Instructions for the task: With the pictures left out, output the records below exactly.
-------
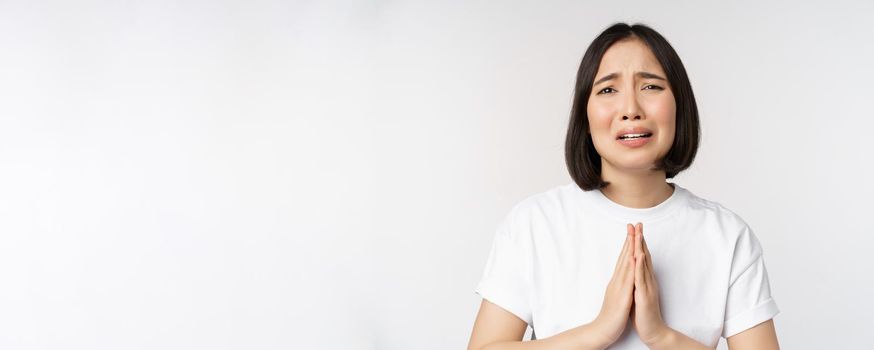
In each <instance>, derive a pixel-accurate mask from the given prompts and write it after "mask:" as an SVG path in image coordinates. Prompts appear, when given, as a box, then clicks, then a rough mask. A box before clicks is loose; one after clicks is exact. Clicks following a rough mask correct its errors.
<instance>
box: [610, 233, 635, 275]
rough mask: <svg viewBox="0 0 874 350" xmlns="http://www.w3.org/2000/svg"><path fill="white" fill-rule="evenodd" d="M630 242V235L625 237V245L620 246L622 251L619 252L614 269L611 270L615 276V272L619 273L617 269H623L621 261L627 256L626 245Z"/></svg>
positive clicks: (629, 243) (624, 243)
mask: <svg viewBox="0 0 874 350" xmlns="http://www.w3.org/2000/svg"><path fill="white" fill-rule="evenodd" d="M630 241H631V239H630V235H625V243H624V244H622V250H621V251H619V259H618V260H617V261H616V268H615V269H613V274H614V275H615V274H616V272H618V271H619V268H621V267H623V261H624V260H625V256H626V255H627V252H628V245H629V244H630V243H631V242H630Z"/></svg>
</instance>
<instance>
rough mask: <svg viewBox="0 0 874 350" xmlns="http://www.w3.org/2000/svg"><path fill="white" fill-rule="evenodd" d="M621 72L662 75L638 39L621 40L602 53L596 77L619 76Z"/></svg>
mask: <svg viewBox="0 0 874 350" xmlns="http://www.w3.org/2000/svg"><path fill="white" fill-rule="evenodd" d="M622 71H628V72H637V71H649V72H653V73H662V67H661V64H659V61H658V59H656V57H655V55H653V53H652V50H650V49H649V47H648V46H647V45H646V44H645V43H643V42H642V41H640V40H638V39H633V40H622V41H619V42H616V43H615V44H613V45H612V46H610V48H608V49H607V51H606V52H604V56H603V57H602V58H601V64H600V66H599V67H598V75H597V76H599V77H600V76H601V75H606V74H610V73H620V74H621V72H622Z"/></svg>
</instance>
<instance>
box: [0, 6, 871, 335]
mask: <svg viewBox="0 0 874 350" xmlns="http://www.w3.org/2000/svg"><path fill="white" fill-rule="evenodd" d="M828 3H829V5H828V6H824V5H815V4H813V3H812V2H811V3H805V2H800V3H799V2H786V3H785V4H778V3H772V4H767V5H764V4H761V3H760V2H748V3H742V2H733V3H732V4H722V3H709V2H699V1H689V2H685V3H673V4H665V3H664V2H637V3H629V2H590V3H585V2H581V1H568V2H534V1H531V2H528V3H521V2H519V3H516V2H513V3H511V2H497V1H496V2H488V3H487V2H472V1H464V2H446V1H440V2H438V1H432V2H429V3H417V2H401V1H369V2H368V1H348V2H343V3H332V2H321V1H319V2H317V1H304V2H295V1H292V2H278V1H276V2H270V1H236V2H230V1H211V0H203V1H114V2H113V1H105V2H96V1H79V2H68V1H47V2H38V1H0V348H2V349H194V348H199V349H462V348H464V347H465V346H466V344H467V341H468V338H469V336H470V331H471V327H472V325H473V321H474V317H475V315H476V311H477V308H478V306H479V303H480V299H479V296H478V295H476V294H474V292H473V288H474V287H475V284H476V282H477V281H478V279H479V278H480V276H481V273H482V269H483V267H484V263H485V260H486V258H487V254H488V249H489V247H490V244H491V240H492V238H493V235H494V230H495V228H496V225H497V223H498V221H499V220H500V219H501V218H502V217H503V216H504V215H505V214H506V213H507V211H508V210H509V208H510V207H511V206H512V205H513V204H515V203H517V202H518V201H519V200H521V199H523V198H525V197H527V196H529V195H532V194H535V193H538V192H542V191H545V190H547V189H549V188H552V187H554V186H557V185H561V184H565V183H568V182H569V181H570V177H569V176H568V174H567V170H566V168H565V165H564V158H563V157H564V156H563V145H564V144H563V142H564V135H565V131H566V127H567V120H568V115H569V111H570V102H571V96H572V92H573V84H574V78H575V75H576V71H577V68H578V66H579V62H580V59H581V58H582V55H583V52H584V50H585V49H586V47H587V46H588V44H589V43H590V42H591V41H592V39H594V38H595V36H596V35H597V34H598V33H599V32H600V31H601V30H603V29H605V28H606V27H607V26H609V25H610V24H612V23H613V22H615V21H625V22H628V23H635V22H643V23H645V24H648V25H650V26H652V27H653V28H655V29H656V30H657V31H659V32H661V33H662V34H663V35H664V36H665V37H666V38H667V39H668V40H669V41H670V42H671V44H672V45H673V46H674V47H675V49H676V50H677V51H678V53H679V54H680V57H681V58H682V60H683V62H684V63H685V66H686V69H687V71H688V73H689V76H690V79H691V81H692V86H693V88H694V92H695V96H696V98H697V101H698V106H699V109H700V114H701V122H702V131H703V134H702V144H701V147H700V149H699V153H698V157H697V159H696V161H695V163H694V165H693V166H692V168H691V169H689V170H688V171H686V172H684V173H682V174H681V175H680V176H678V177H677V178H675V179H674V181H676V182H677V183H680V184H681V185H682V186H684V187H686V188H688V189H690V190H691V191H693V192H694V193H696V194H698V195H700V196H702V197H704V198H707V199H711V200H714V201H716V202H719V203H722V204H723V205H725V206H726V207H728V208H730V209H732V210H733V211H735V212H737V213H738V214H740V215H741V216H742V217H743V218H744V219H745V220H746V221H747V222H748V223H749V224H750V225H751V227H752V228H753V229H754V231H755V232H756V234H757V236H758V237H759V239H760V240H761V242H762V245H763V247H764V251H765V257H766V262H767V267H768V272H769V274H770V280H771V288H772V294H773V296H774V298H775V300H777V303H778V305H779V307H780V309H781V313H780V314H779V315H778V316H777V317H776V318H775V323H776V326H777V332H778V335H779V337H780V343H781V345H782V346H783V347H784V348H786V349H825V348H830V349H851V348H863V347H865V346H867V345H868V344H870V334H871V326H872V323H871V321H870V320H871V314H872V311H874V310H872V302H871V301H870V298H871V295H872V294H874V293H872V286H874V279H872V274H871V266H872V261H871V260H872V256H871V251H872V243H874V238H872V234H874V230H872V229H871V221H870V219H871V217H872V215H871V214H872V209H874V208H872V204H871V197H872V196H874V185H872V180H874V166H872V164H871V162H872V157H871V155H870V152H871V151H872V150H874V147H872V146H871V143H872V137H871V135H872V129H871V128H874V122H872V118H874V113H872V108H874V104H872V103H874V99H872V93H874V66H872V63H871V62H874V48H872V44H871V37H872V36H874V29H872V28H871V25H870V20H871V18H872V17H874V5H872V3H871V2H865V1H858V2H841V1H829V2H828ZM721 346H724V341H723V344H722V345H721Z"/></svg>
-------
Answer space:
In each <instance>, derive a pixel-accurate mask from the given prompts and write it after "mask:" as an SVG path in image coordinates. Prompts appear, when given, as a box, then clicks, then a rough mask. A box before clicks is loose; one after clicks is exact. Clicks following a rough mask correct its errors.
<instance>
box: [610, 233, 635, 275]
rough mask: <svg viewBox="0 0 874 350" xmlns="http://www.w3.org/2000/svg"><path fill="white" fill-rule="evenodd" d="M630 242V235L625 237V245L620 246L622 251L619 252L614 269L611 270L615 276V272L619 273L617 269H623L621 261L627 256L626 245Z"/></svg>
positive clicks: (629, 243) (624, 243)
mask: <svg viewBox="0 0 874 350" xmlns="http://www.w3.org/2000/svg"><path fill="white" fill-rule="evenodd" d="M630 241H631V239H630V235H625V243H624V244H622V250H621V251H619V259H618V260H617V261H616V268H615V269H613V274H614V275H615V274H616V272H618V271H619V268H621V267H623V261H624V260H625V256H626V255H627V252H628V245H629V244H630V243H631V242H630Z"/></svg>
</instance>
<instance>
rough mask: <svg viewBox="0 0 874 350" xmlns="http://www.w3.org/2000/svg"><path fill="white" fill-rule="evenodd" d="M621 72L662 75L638 39L621 40L602 53L596 77L619 76Z"/></svg>
mask: <svg viewBox="0 0 874 350" xmlns="http://www.w3.org/2000/svg"><path fill="white" fill-rule="evenodd" d="M622 71H628V72H637V71H649V72H653V73H662V67H661V64H659V61H658V59H656V57H655V55H653V53H652V50H650V49H649V47H648V46H647V45H646V44H645V43H643V42H642V41H640V40H638V39H633V40H622V41H619V42H616V43H615V44H613V45H612V46H610V48H608V49H607V51H606V52H604V56H603V57H602V58H601V64H600V66H599V67H598V75H597V76H599V77H600V76H601V75H606V74H610V73H620V74H621V72H622Z"/></svg>
</instance>
<instance>
box: [0, 6, 871, 335]
mask: <svg viewBox="0 0 874 350" xmlns="http://www.w3.org/2000/svg"><path fill="white" fill-rule="evenodd" d="M828 3H829V5H828V6H824V5H815V4H813V3H812V2H811V3H805V2H800V3H799V2H786V3H785V4H778V3H772V4H767V5H764V4H761V3H760V2H748V3H742V2H733V3H732V4H722V3H709V2H699V1H689V2H685V3H673V4H665V3H664V2H637V3H629V2H590V3H585V2H581V1H568V2H534V1H531V2H528V3H521V2H519V3H516V2H513V3H511V2H497V1H496V2H488V3H487V2H472V1H464V2H446V1H440V2H438V1H432V2H429V3H417V2H401V1H369V2H368V1H348V2H343V3H332V2H321V1H319V2H317V1H304V2H295V1H292V2H278V1H276V2H270V1H236V2H230V1H211V0H203V1H114V2H113V1H105V2H96V1H79V2H68V1H47V2H38V1H0V348H2V349H194V348H199V349H462V348H464V347H465V346H466V344H467V341H468V338H469V336H470V331H471V327H472V325H473V321H474V317H475V315H476V311H477V308H478V306H479V303H480V299H479V296H478V295H476V294H474V292H473V288H474V287H475V284H476V282H477V281H478V279H479V278H480V276H481V273H482V269H483V267H484V263H485V260H486V258H487V254H488V249H489V247H490V244H491V240H492V238H493V235H494V230H495V228H496V225H497V223H498V221H499V220H500V219H501V218H502V217H503V216H504V215H505V214H506V213H507V211H508V210H509V208H510V207H511V206H512V205H513V204H515V203H517V202H518V201H519V200H521V199H523V198H525V197H527V196H529V195H532V194H535V193H538V192H542V191H545V190H547V189H549V188H552V187H554V186H557V185H561V184H565V183H568V182H569V181H570V177H569V176H568V174H567V170H566V168H565V165H564V158H563V157H564V156H563V145H564V144H563V142H564V135H565V131H566V127H567V120H568V115H569V111H570V102H571V96H572V92H573V84H574V78H575V75H576V71H577V68H578V66H579V62H580V59H581V58H582V55H583V52H584V50H585V49H586V47H587V46H588V44H589V43H590V42H591V41H592V39H594V38H595V36H596V35H597V34H598V33H599V32H600V31H601V30H603V29H605V28H606V27H607V26H609V25H610V24H612V23H613V22H615V21H625V22H628V23H635V22H643V23H645V24H648V25H650V26H652V27H653V28H655V29H656V30H657V31H659V32H661V33H662V34H663V35H664V36H665V37H666V38H667V39H668V40H669V41H670V42H671V44H672V45H673V46H674V47H675V49H676V50H677V51H678V53H679V54H680V57H681V58H682V60H683V62H684V63H685V66H686V69H687V71H688V73H689V76H690V79H691V81H692V86H693V88H694V92H695V96H696V98H697V101H698V106H699V109H700V114H701V122H702V131H703V134H702V144H701V147H700V149H699V153H698V157H697V159H696V161H695V163H694V165H693V166H692V168H691V169H689V170H688V171H686V172H684V173H682V174H681V175H680V176H678V177H677V178H675V179H674V181H676V182H677V183H680V184H681V185H682V186H684V187H686V188H688V189H690V190H691V191H693V192H694V193H696V194H698V195H700V196H702V197H704V198H707V199H711V200H714V201H716V202H719V203H722V204H723V205H725V206H726V207H728V208H730V209H732V210H733V211H735V212H737V213H738V214H740V215H741V216H742V217H743V218H744V219H745V220H746V221H747V222H748V223H749V224H750V225H751V227H752V228H753V229H754V231H755V232H756V234H757V236H758V237H759V239H760V240H761V242H762V245H763V247H764V251H765V257H766V262H767V267H768V272H769V274H770V280H771V288H772V294H773V296H774V298H775V300H777V303H778V305H779V307H780V309H781V313H780V314H779V315H778V316H777V317H776V318H775V323H776V326H777V332H778V335H779V337H780V343H781V345H782V346H783V347H784V348H786V349H825V348H830V349H851V348H863V347H865V346H867V345H868V344H870V334H871V326H872V323H871V321H870V320H871V314H872V311H874V310H872V302H871V301H870V298H871V295H872V294H874V293H872V286H874V279H872V274H871V266H872V261H871V260H872V256H871V251H872V243H874V238H872V234H874V230H872V229H871V221H870V219H871V217H872V215H871V214H872V209H874V208H872V204H871V197H872V196H874V185H872V180H874V166H872V164H871V162H872V157H871V155H870V152H871V151H872V150H874V147H872V146H871V143H872V137H871V135H872V129H871V128H874V122H872V118H874V113H872V108H874V104H872V103H874V99H872V93H874V66H872V63H871V62H874V48H872V44H871V37H872V36H874V29H872V28H871V25H870V20H871V18H872V17H874V5H872V3H871V2H865V1H858V2H841V1H829V2H828ZM721 346H724V341H723V344H722V345H721Z"/></svg>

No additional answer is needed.